§ Required work
Your task is to output the entries below word for word.

§ Provided records
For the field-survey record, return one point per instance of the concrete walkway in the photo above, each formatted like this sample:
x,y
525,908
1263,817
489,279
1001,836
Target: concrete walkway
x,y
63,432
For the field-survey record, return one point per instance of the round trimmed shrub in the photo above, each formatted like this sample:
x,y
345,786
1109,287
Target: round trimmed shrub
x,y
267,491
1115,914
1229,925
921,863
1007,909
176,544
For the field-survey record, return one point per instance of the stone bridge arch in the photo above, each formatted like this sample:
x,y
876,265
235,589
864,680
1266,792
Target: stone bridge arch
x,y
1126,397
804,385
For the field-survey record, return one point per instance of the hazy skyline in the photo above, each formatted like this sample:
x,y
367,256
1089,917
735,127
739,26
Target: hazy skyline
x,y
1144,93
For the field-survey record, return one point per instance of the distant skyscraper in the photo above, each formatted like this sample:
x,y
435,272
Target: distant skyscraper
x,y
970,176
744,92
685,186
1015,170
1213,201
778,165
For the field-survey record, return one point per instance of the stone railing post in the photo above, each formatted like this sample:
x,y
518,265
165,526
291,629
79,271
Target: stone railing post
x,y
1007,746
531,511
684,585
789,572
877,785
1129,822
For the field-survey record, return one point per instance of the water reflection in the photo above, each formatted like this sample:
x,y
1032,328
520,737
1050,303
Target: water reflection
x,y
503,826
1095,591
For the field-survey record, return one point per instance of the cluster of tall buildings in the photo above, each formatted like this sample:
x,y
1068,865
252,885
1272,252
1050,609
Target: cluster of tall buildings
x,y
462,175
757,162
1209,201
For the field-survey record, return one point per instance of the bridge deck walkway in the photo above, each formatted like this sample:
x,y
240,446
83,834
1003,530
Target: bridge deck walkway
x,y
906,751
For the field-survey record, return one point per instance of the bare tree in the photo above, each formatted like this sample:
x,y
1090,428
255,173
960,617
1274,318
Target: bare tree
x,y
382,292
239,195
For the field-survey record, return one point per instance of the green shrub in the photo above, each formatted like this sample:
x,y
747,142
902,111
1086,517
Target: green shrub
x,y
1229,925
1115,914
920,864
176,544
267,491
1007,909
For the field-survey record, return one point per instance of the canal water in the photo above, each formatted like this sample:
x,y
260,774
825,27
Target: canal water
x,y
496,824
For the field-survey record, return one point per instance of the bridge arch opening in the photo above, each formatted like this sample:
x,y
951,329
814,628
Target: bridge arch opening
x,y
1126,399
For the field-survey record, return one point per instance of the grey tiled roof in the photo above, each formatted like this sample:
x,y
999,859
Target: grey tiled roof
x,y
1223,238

§ Response
For the field-survey record, return one point per instance of the concrete walkway in the photo above, each formatted like this sample:
x,y
525,908
1263,817
489,279
1001,836
Target: concrete walkway
x,y
63,432
For the field-survey record, return one point per instance of the round trimmed shrub in the photo above, each formatted like this sample:
x,y
345,786
1109,287
Target: round trimmed shrub
x,y
267,491
1115,914
1229,925
921,863
1007,909
176,544
For the field-survey record, return one point per instance of the stone bridge arch in the photo above, each formatted like this sample:
x,y
876,265
235,589
864,680
1266,792
Target: stone bridge arch
x,y
1126,397
804,385
For the field-survey record, return one point per instance of the hazy skyline in the photo above, each formatted like this sample:
x,y
367,256
1089,917
735,127
739,26
Target: hazy skyline
x,y
1144,93
For the field-survey record, return one point per instance of the distant skyscraper in the photo above, each formatted like this sample:
x,y
435,272
Target: distant skyscraper
x,y
970,176
744,92
685,186
1015,170
1213,201
778,165
For the field-survey record, return one point per instance of the stone railing post in the photo above, each formatted like this sample:
x,y
518,265
165,526
291,629
79,271
Target: stone railing post
x,y
1007,746
531,511
684,585
789,572
877,785
1129,822
For the field-survey record, return one point per instance of the water reflection in the photo above, each formatted like this sample:
x,y
1032,328
520,737
1050,303
Target: water reflection
x,y
503,826
1095,591
For the field-survey record, return one point per instance of the cluster of tall buildings in the photo above, each formatted like this sample:
x,y
1068,865
252,885
1272,252
1050,609
Target: cluster of tall buildings
x,y
462,175
757,162
1209,201
For the field-survey record, return one point per instance of the bridge deck walkway in the photo above, each formatted like this sample:
x,y
240,446
83,834
1003,530
Target: bridge deck walkway
x,y
906,751
For the field-survey record, return one point per instance of the bare tree in the photo above, each formatted like this sample:
x,y
1090,428
255,173
960,617
1274,318
Target: bare tree
x,y
382,292
239,195
For the field-survey record, return one point per instance of the green shrub in the photo above, each formatted like this sample:
x,y
747,142
902,111
1086,517
Target: green shrub
x,y
1229,925
1115,914
920,864
176,544
267,491
1007,909
For the field-survey record, return one point per instance of the canal water in the photo above, each formatted like this sample:
x,y
260,774
825,27
Target: canal water
x,y
496,824
For the field-survey record, return one point per instance of the bridge arch opening in the photo above, each formatted like this sample:
x,y
951,329
814,628
Target: bridge arch opening
x,y
1126,399
For the field-survey record, return one point per instance of the grey tiled roof in the photo above, each formatted like this sample:
x,y
999,859
Target: grey tiled roof
x,y
1223,238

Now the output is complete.